**RAW DATA**:
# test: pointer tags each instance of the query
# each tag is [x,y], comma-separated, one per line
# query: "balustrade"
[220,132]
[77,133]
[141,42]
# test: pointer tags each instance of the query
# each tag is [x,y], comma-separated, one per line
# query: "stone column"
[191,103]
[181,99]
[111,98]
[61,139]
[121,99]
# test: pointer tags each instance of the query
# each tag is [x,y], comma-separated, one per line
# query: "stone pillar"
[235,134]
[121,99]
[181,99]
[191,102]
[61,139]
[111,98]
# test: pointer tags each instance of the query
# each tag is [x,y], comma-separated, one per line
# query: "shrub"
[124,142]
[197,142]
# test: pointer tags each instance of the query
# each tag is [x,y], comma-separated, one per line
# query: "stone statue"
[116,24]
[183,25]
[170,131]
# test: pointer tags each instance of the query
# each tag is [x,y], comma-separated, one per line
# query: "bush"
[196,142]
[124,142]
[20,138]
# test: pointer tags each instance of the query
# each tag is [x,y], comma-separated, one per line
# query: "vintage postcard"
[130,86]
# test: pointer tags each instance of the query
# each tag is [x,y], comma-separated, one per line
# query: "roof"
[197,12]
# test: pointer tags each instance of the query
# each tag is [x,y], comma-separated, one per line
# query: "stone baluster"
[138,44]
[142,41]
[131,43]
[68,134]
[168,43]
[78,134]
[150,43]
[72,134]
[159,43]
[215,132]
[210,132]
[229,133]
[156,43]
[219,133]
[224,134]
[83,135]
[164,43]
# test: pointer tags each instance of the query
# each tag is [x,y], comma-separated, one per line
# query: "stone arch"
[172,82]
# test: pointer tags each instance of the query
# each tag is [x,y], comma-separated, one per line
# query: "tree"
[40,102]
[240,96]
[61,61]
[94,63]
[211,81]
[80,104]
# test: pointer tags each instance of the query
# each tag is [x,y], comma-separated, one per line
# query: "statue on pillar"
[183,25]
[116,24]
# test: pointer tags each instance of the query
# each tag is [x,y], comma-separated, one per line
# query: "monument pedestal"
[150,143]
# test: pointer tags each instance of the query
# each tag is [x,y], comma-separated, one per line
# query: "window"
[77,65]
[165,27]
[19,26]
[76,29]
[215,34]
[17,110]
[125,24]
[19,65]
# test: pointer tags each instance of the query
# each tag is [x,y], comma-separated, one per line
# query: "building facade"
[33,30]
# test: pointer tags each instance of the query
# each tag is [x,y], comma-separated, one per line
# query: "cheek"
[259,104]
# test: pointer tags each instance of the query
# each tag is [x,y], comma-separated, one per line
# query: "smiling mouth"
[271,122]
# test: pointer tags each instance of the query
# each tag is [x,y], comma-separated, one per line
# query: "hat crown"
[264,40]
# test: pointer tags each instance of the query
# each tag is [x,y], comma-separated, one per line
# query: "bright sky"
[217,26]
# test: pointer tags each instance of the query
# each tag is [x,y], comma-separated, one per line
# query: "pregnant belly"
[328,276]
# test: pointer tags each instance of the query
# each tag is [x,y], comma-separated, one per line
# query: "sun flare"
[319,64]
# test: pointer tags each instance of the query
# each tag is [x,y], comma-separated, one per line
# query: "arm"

**WHAT NEEDS TO BE DONE**: Extract each line from the rows above that contains the word "statue".

**COMPLETED EXERCISE**:
# query: "stone statue"
# query: "statue on pillar"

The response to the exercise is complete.